■ **AIM**
Please set out every line of the material below as a numbered list, skipping any blank lines.

— start DATASET RECORDS —

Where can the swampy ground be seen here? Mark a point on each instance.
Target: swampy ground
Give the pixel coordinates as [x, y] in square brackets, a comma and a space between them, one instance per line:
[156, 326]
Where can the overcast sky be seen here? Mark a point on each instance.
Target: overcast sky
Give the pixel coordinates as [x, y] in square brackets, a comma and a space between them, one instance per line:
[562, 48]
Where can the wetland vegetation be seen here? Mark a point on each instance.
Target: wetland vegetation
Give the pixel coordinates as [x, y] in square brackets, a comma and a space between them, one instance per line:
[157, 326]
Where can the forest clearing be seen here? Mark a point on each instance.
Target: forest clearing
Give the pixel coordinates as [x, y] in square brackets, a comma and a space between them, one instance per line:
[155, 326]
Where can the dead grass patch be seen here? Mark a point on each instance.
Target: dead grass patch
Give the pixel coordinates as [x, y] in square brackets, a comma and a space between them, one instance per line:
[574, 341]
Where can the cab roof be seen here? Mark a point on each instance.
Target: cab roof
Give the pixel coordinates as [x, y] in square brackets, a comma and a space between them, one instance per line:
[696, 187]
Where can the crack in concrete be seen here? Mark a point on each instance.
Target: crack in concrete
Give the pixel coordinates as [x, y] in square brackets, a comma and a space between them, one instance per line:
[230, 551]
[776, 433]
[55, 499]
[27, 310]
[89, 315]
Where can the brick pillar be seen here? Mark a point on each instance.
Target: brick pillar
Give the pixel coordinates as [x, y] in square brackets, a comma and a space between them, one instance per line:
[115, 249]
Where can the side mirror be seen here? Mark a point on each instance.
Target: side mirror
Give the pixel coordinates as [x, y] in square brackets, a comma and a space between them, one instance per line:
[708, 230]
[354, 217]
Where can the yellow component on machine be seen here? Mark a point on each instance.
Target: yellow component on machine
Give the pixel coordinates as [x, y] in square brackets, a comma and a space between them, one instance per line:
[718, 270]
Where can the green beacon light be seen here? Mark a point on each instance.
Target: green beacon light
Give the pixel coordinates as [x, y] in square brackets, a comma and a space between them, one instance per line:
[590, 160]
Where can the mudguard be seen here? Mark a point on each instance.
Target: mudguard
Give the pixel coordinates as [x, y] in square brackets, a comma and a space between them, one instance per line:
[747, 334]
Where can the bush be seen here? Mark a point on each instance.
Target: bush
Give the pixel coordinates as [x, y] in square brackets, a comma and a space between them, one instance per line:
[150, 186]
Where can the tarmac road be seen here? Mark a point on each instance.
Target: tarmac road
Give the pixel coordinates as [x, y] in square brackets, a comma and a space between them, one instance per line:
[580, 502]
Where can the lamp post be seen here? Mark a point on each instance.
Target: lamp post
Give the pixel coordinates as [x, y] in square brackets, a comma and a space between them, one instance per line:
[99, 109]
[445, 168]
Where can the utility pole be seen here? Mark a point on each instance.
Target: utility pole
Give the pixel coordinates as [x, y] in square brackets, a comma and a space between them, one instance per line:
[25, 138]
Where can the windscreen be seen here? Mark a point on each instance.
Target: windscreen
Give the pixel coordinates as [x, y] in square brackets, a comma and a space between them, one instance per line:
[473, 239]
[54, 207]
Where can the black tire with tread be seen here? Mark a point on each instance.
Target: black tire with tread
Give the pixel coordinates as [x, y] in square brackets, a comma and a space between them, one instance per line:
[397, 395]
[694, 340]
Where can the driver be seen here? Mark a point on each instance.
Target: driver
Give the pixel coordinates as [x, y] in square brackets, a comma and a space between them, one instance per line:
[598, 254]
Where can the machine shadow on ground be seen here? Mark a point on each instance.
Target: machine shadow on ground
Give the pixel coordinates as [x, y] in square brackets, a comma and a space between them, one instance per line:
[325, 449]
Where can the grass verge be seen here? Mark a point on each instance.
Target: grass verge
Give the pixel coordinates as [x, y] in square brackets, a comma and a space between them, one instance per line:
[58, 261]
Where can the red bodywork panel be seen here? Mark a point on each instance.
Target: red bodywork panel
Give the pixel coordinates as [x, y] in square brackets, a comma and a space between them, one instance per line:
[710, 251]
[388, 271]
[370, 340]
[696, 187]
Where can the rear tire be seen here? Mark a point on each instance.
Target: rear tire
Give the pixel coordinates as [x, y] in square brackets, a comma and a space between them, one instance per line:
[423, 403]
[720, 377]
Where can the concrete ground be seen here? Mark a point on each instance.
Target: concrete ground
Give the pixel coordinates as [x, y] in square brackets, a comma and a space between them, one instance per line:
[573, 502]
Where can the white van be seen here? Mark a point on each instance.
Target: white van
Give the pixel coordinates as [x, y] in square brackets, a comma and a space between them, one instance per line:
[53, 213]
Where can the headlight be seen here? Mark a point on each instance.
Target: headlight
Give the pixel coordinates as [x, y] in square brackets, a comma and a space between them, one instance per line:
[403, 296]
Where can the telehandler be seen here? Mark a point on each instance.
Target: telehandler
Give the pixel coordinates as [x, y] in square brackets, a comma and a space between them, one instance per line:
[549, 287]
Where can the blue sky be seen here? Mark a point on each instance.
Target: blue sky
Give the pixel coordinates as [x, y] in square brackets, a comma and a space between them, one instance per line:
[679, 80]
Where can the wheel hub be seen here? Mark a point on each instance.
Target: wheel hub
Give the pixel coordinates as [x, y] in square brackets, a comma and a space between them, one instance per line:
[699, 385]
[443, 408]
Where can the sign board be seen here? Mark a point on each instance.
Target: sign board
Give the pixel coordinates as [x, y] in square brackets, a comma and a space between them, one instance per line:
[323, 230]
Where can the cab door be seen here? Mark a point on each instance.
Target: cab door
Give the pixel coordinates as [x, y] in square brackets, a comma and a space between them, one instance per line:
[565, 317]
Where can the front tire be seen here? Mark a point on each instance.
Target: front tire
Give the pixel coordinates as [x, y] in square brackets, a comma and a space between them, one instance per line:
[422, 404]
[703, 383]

— end DATASET RECORDS —

■ **REPLY**
1. Where can the swampy ground be seen here? Mark a point on each instance.
2. Target: swampy ground
3. Give the pixel coordinates as [x, y] in square brackets, a comma and a space between them, one instance per line:
4. [156, 326]
5. Where can the overcast sky be seen here? Mark a point on each instance.
6. Target: overcast sky
7. Give the pixel coordinates as [x, y] in square brackets, a comma and a space between them, one instance per line:
8. [562, 48]
9. Where can the wetland vegetation be seen here? Mark a point on each instance.
10. Target: wetland vegetation
11. Give the pixel coordinates as [x, y] in square brackets, a comma and a space between them, one instance per line:
12. [157, 326]
13. Where can the forest clearing be seen here? Mark a point on each instance.
14. Target: forest clearing
15. Give the pixel coordinates as [x, y] in square brackets, a comma and a space between them, one instance per line:
16. [155, 326]
17. Where can the dead grass patch be seen here? Mark a point on each instance.
18. Target: dead grass patch
19. Give the pixel coordinates as [x, y] in square brackets, a comma and a space between them, one instance per line:
20. [574, 341]
21. Where can the cab roof be seen here? Mark a point on each instance.
22. Target: cab roof
23. Give the pixel coordinates as [x, y] in square brackets, a comma and a space between them, one instance per line:
24. [696, 187]
25. Where can the crack in concrete be seen here? Mark a point on each instance.
26. Target: crack in concrete
27. Give the pixel coordinates as [x, y] in square brackets, a comma and a space between them, one instance per line:
28. [230, 551]
29. [776, 433]
30. [55, 499]
31. [27, 310]
32. [89, 315]
33. Where can the brick pillar be seen here? Mark a point on each instance.
34. Target: brick pillar
35. Give the pixel coordinates as [x, y] in square brackets, a comma and a space between them, one instance per line:
36. [115, 249]
37. Where can the side mirror be seen here? Mark a point on each instance.
38. Target: side mirror
39. Give the pixel coordinates as [x, y] in square brackets, a comma and a space between them, one instance per line:
40. [708, 230]
41. [354, 217]
42. Where can the yellow component on machine be seen here? Mark a point on each instance.
43. Target: yellow component on machine
44. Give the pixel coordinates as [x, y] in square brackets, a comma and a space between them, one instance per line:
45. [718, 270]
46. Where can the green beacon light be seen here? Mark a point on each instance.
47. Target: green beacon light
48. Give the pixel coordinates as [x, y] in square brackets, a comma and a space between them, one instance per line:
49. [590, 160]
50. Where can the mudguard be seen here? Mark a point on each instance.
51. Target: mudguard
52. Give the pixel coordinates as [x, y] in square brackets, a comma and a space between them, one instance per line:
53. [747, 334]
54. Where can the bush be seen here? Mark a point on each instance.
55. Target: bush
56. Give the pixel coordinates as [x, y] in square brackets, a comma and a space between them, one instance per line:
57. [150, 186]
58. Where can the tarmac road be seen here? Mark a point on each instance.
59. Target: tarmac road
60. Give the pixel coordinates as [x, y] in square brackets, a comma and a space between them, one instance per line:
61. [580, 502]
62. Where can the lamp post be seen here? Mark a point on each instance.
63. Target: lamp post
64. Give the pixel coordinates as [x, y] in square brackets, a comma and a space between them, one instance per line:
65. [99, 109]
66. [445, 168]
67. Where can the utility pole be seen here? Mark a point on each instance.
68. Target: utility pole
69. Give the pixel coordinates as [x, y] in square brackets, a comma and a space between them, one instance per line:
70. [25, 138]
71. Where can the windscreen be seen here? Mark a point on each instance.
72. Target: windscreen
73. Give the pixel coordinates as [x, y] in square brackets, a comma and a space between them, one instance per line:
74. [473, 239]
75. [54, 207]
76. Where can the black tire with tread be seen here? Mark a point on each instance.
77. Target: black tire with tread
78. Give the pixel coordinates as [x, y] in square brackets, a comma and a space between them, one instance per line:
79. [397, 395]
80. [694, 340]
81. Where can the driver be seen here? Mark a point on each instance.
82. Target: driver
83. Give the pixel coordinates as [x, y] in square brackets, a comma and a space between them, one instance per line:
84. [598, 254]
85. Where can the machine shadow on ground be seen here? Mark a point on each instance.
86. Target: machine shadow on ground
87. Give the pixel coordinates as [x, y] in square brackets, a comma and a space between them, one instance per line:
88. [325, 449]
89. Where can the grass verge be seen here? Mark a point on each instance.
90. Target: grass verge
91. Give the pixel coordinates as [x, y] in square brackets, a comma and a space between them, one instance per line:
92. [58, 261]
93. Where can the red bodywork panel be seen here? Mark a point on each instance.
94. Target: red bodywork panel
95. Give the pixel coordinates as [x, y] in square brackets, a comma and a space between them, one instance per line:
96. [710, 251]
97. [388, 271]
98. [370, 340]
99. [696, 187]
100. Where can the rear tire be seen here? Mark a point on each instance.
101. Target: rear tire
102. Give the pixel coordinates as [x, y] in square brackets, a comma and a space between them, one instance per line:
103. [423, 403]
104. [720, 377]
105. Where can the concrete ground be seen here? Mark a point on each instance.
106. Target: concrete ground
107. Give the pixel coordinates as [x, y] in square brackets, a comma and a space between them, one instance per line:
108. [573, 502]
109. Where can the white van be seen here? Mark a point on each instance.
110. Target: white van
111. Give the pixel coordinates as [x, y] in square brackets, a comma and a space between them, one instance per line:
112. [53, 213]
113. Where can the headlight be seen here? Mark a point on each instance.
114. Target: headlight
115. Give the pixel coordinates as [x, y] in square brackets, a comma and a space between them, one instance per line:
116. [403, 296]
117. Where can the telehandler be seen here? Mark a point on each instance.
118. Target: telehandler
119. Give the pixel coordinates as [x, y] in square brackets, a comma and a space between them, one instance per line:
120. [549, 287]
121. Where can the blue sky be seen here? Mark a point on each instance.
122. Target: blue sky
123. Give the pixel coordinates as [x, y] in square brackets, a comma and a space between them, one instance per line:
124. [679, 80]
125. Where can the wheel hub be seen here? Mark a point on each instance.
126. Target: wheel hub
127. Give the pixel coordinates as [x, y] in square brackets, a comma and a space between them, one instance per line:
128. [699, 385]
129. [443, 408]
130. Where can the sign board be seen here? Mark a point on each instance.
131. Target: sign board
132. Give the pixel coordinates as [x, y] in square brackets, a comma and a space between them, one instance per line:
133. [323, 230]
134. Where can the cab door be seen here? Mark a point on each instance.
135. Target: cab door
136. Give the pixel coordinates as [x, y] in square brackets, a comma and a space between them, one instance per line:
137. [565, 317]
138. Where can the front tire be seen here? Mark a point on each instance.
139. Target: front tire
140. Give the pixel coordinates as [x, y] in square brackets, a comma and a space between them, one instance per line:
141. [422, 404]
142. [703, 383]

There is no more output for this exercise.